Consignes |
a) D'après la présentation de l'essai, chez quel éditeur L'habitude des ruines a-t-il paru ?
b) Traduisez en anglais la phrase suivante de la présentation de l'essai : « Dans L’habitude des ruines, Marie-Hélène Voyer réussit ce pari avec grande éloquence. »
c) Poursuivez la présentation de l'essai de Marie-Hélène Voyer sur le patrimoine bâti québécois à partir de sa dernière phrase.

Extrait cité |
------

Directrice littéraire aux Éditions XYZ, Guylaine Girard présente un essai qui l’a particulièrement marquée récemment : L’habitude des ruines — Le sacre de l’oubli et de la laideur au Québec, de Marie-Hélène Voyer, publié chez Lux.

Éditrice de romans et d’essais depuis plusieurs décennies, j’ai toujours pensé que l’essai devait pouvoir se lire comme un roman : il doit présenter une sorte de suspense autour d’une thématique, il doit jouer avec brio de ses effets et des tournures de langage, il doit toucher et émouvoir, choquer et questionner, raconter une histoire, transformer le lecteur ou la lectrice. Dans L’habitude des ruines, Marie-Hélène Voyer réussit ce pari avec grande éloquence.

Dans cet essai, Marie-Hélène Voyer met de l’avant une écriture maîtrisée, aux tournures littéraires, et même parfois poétiques, et une argumentation originale et convaincante qui charme et interpelle le lecteur ou la lectrice dès la première page. Cet essai cherche à toucher le simple citoyen ou la simple citoyenne pour lui faire prendre conscience du patrimoine bâti qui disparaît, souvent dans l’indifférence la plus totale. Après la lecture d’un tel essai, il est fort probable que le lecteur ou la lectrice deviendra un veilleur, un citoyen qui quittera sa passivité d’observateur/spectateur pour prendre part et agir, un citoyen qui aura le goût de prendre la route à la rencontre du patrimoine bâti de son coin de pays.

Ce qui est remarquable dans cet essai, c’est l’authenticité de l’indignation qui y est exprimée devant le sort que notre indifférence réserve à ces trésors de notre patrimoine qui sont au fondement de notre identité et de notre histoire. Le grand pouvoir de persuasion et de sensibilisation qui habite cet essai met habilement à contribution quelques-uns de nos plus grands penseurs et écrivains, Fernand Dumont, Pierre Vadeboncœur, Pierre Perrault, Jacques Ferron, Pierre Nepveu, et des défenseurs de la première heure du patrimoine bâti québécois, Jean-François Nadeau et Dinu Bumbaru.

------

Entrées d'annotation par cadres englobants |
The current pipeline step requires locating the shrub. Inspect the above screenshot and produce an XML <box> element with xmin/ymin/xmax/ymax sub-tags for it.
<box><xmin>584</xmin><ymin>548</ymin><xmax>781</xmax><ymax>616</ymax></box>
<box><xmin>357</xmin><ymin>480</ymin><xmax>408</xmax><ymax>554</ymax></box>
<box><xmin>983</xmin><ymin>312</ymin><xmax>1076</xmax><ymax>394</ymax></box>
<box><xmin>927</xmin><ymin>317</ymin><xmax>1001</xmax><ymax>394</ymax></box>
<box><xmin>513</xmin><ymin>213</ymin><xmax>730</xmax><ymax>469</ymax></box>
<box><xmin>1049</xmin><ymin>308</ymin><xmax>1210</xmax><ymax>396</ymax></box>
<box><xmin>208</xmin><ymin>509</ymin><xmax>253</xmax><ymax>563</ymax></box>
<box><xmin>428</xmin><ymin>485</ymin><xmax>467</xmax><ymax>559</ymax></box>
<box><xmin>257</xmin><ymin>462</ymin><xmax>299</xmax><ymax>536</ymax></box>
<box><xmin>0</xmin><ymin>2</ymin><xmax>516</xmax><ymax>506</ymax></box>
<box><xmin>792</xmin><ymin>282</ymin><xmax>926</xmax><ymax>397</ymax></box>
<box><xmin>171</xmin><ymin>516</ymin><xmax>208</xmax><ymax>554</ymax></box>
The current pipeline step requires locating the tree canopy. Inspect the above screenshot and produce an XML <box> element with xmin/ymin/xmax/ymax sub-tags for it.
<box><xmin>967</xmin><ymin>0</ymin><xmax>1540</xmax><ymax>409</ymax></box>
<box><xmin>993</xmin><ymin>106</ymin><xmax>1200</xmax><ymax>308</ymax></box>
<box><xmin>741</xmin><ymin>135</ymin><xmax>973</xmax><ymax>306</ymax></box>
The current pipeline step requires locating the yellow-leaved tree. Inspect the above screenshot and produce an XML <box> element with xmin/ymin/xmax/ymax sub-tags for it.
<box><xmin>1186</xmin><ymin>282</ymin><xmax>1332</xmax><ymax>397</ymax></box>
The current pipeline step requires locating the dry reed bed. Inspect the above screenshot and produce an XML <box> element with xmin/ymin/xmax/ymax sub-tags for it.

------

Réponses |
a) Chez Lux.

b) In L’habitude des ruines, Marie-Hélène Voyer pulls off this challenge with great eloquence.

c)
Marie-Hélène Voyer arrive également à introduire un « je » qui séduit dans cet essai, puisqu’elle parle de ses souvenirs d’enfance sur une ferme, à Rimouski, dans le 3e-Rang-du-Bic, une ferme aujourd’hui disparue. Elle évoque avec sensibilité ce territoire qui l’a vue naître et qui la pousse à se porter à la défense du patrimoine. Cette incarnation du sujet de son essai participe à introduire de belle façon le lecteur ou la lectrice à cet important héritage et au danger de faire table rase du passé en se construisant un présent en toc sans préoccupation de transmission pour les générations à venir. « Au-delà des logiques marchandes et des impératifs de rentabilisation de l’espace, il faudrait que l’on réalise enfin, collectivement, que les lieux que l’on rase et que les gens dont on les évince taisent leurs histoires pour toujours. » Il est évident que Marie-Hélène Voyer a été guidée dans sa rédaction par cette phrase de Jacques Ferron, qu’elle cite par ailleurs :

« J’écris pour ne pas qu’à l’oubli succède l’indifférence de l’oubli. »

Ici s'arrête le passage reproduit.